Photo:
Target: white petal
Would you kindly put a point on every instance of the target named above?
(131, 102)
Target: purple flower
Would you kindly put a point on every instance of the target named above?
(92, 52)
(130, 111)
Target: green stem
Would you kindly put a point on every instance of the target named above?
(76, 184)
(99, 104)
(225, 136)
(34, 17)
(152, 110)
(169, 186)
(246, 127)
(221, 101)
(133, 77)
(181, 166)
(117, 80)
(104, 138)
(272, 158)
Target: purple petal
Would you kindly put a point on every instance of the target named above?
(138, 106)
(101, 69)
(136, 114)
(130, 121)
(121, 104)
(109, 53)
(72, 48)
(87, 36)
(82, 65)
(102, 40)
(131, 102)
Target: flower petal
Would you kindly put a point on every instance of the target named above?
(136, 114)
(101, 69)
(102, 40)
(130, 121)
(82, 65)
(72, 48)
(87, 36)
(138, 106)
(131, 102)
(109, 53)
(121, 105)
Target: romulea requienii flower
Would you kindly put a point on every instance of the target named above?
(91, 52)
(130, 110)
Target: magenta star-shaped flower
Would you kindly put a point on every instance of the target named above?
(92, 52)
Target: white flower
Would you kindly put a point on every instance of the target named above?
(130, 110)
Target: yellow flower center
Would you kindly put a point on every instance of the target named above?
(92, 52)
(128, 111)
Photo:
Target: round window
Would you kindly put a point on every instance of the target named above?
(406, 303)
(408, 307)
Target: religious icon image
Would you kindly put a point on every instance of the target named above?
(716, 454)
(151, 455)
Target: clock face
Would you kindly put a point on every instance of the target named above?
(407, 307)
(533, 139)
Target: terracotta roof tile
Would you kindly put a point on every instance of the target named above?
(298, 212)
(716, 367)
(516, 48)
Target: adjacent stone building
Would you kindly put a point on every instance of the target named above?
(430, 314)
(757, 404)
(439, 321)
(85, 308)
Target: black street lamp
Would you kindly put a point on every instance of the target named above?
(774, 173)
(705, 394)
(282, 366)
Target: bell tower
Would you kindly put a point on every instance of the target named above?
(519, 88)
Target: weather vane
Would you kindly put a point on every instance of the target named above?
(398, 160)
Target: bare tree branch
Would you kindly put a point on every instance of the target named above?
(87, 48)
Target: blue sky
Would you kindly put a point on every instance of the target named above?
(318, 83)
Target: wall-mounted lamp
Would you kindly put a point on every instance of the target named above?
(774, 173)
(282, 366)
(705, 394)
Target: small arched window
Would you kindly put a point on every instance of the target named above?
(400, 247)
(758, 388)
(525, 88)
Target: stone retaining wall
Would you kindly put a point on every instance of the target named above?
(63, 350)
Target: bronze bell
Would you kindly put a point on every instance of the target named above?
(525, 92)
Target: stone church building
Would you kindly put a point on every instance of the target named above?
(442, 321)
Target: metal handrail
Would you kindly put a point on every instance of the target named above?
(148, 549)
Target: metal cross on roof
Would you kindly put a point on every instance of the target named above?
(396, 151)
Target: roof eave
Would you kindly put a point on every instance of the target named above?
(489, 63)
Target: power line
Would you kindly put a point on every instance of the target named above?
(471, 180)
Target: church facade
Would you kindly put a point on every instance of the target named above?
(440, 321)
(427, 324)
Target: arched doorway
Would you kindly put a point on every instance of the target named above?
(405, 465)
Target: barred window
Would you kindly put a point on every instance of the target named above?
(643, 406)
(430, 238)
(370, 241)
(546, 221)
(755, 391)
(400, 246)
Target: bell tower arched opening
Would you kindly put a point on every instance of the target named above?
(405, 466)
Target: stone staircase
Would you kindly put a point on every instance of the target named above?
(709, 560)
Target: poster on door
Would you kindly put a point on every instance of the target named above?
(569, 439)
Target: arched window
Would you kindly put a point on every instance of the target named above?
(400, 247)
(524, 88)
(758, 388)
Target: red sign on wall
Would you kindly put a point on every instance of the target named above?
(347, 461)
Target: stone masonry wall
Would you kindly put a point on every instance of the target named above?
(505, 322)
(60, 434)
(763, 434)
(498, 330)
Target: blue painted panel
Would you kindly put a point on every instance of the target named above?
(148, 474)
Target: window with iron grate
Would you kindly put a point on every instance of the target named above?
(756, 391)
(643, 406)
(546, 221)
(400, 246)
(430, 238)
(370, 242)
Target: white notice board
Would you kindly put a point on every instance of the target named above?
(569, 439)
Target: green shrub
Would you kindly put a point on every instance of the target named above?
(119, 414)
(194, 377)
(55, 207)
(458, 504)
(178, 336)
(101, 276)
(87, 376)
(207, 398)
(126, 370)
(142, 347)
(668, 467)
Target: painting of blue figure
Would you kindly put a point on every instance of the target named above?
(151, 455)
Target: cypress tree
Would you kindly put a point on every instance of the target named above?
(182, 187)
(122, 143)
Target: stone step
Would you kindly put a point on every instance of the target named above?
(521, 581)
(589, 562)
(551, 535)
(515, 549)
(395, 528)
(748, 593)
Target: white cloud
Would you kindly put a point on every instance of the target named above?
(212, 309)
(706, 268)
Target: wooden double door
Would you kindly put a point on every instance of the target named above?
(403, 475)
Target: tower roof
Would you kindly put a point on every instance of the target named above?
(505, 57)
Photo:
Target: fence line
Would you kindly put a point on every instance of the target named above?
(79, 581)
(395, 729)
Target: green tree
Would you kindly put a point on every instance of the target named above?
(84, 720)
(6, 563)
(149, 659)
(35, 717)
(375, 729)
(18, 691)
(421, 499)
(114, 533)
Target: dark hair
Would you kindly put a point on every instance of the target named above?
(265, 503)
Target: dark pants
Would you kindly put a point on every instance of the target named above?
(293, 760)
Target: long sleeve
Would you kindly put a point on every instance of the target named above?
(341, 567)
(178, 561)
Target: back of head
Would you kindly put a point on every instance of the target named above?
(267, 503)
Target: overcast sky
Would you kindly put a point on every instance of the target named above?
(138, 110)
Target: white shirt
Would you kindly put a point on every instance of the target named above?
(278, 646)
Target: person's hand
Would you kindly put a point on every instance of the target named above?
──────────────────────────────
● What to produce
The line with "Target: weather vane" is the last to include; transcribe exactly every line from the top of the material above down to it.

● Answer to this problem
Photo:
Target: white petal
Would you kindly put a point on every instance of the target named above?
(131, 102)
Target: purple flower
Would you kindly put a point on every instance of the target named above?
(92, 52)
(130, 111)
Target: green stem
Would you kindly put a point on every instance of the target named above?
(76, 184)
(99, 104)
(225, 136)
(34, 17)
(152, 110)
(169, 186)
(246, 127)
(221, 101)
(133, 77)
(181, 166)
(117, 80)
(104, 138)
(272, 158)
Target: purple petal
Would you kindly put a point on every instance of the target named above?
(138, 106)
(101, 69)
(136, 114)
(130, 121)
(121, 104)
(109, 53)
(72, 48)
(87, 36)
(82, 65)
(102, 40)
(131, 102)
Target: flower petal
Would you kindly put a point on every instance of the target named above?
(136, 114)
(101, 69)
(102, 40)
(130, 121)
(82, 65)
(72, 48)
(87, 36)
(138, 106)
(131, 102)
(109, 53)
(121, 105)
Target: romulea requienii flower
Would you kindly put a point on every instance of the target named above?
(91, 52)
(130, 110)
Target: magenta star-shaped flower
Would you kindly put a point on every instance of the target named above?
(92, 52)
Target: white flower
Would you kindly put a point on every instance of the target named above?
(130, 110)
Target: yellow flower center
Would you kindly put a point on every instance of the target named above?
(92, 52)
(128, 111)
Photo:
Target: round window
Would you kindly put a point on every instance of the target named above?
(406, 303)
(408, 307)
Target: religious icon image
Would you kindly put a point on every instance of the target named above?
(716, 454)
(151, 455)
Target: clock face
Would you kindly put a point on every instance of the target named above?
(407, 307)
(533, 139)
Target: terracotta roof tile
Would you kindly put a point on every instance of the target named above?
(298, 212)
(716, 367)
(516, 48)
Target: adjacent stone building
Would you kindly put a point on every instance of the target named above?
(430, 314)
(757, 404)
(439, 321)
(85, 308)
Target: black street lamp
Would you kindly put a point on every instance of the target named above?
(774, 173)
(705, 394)
(282, 366)
Target: bell tower
Would you kindly put a point on every instance of the target named above?
(519, 88)
Target: weather vane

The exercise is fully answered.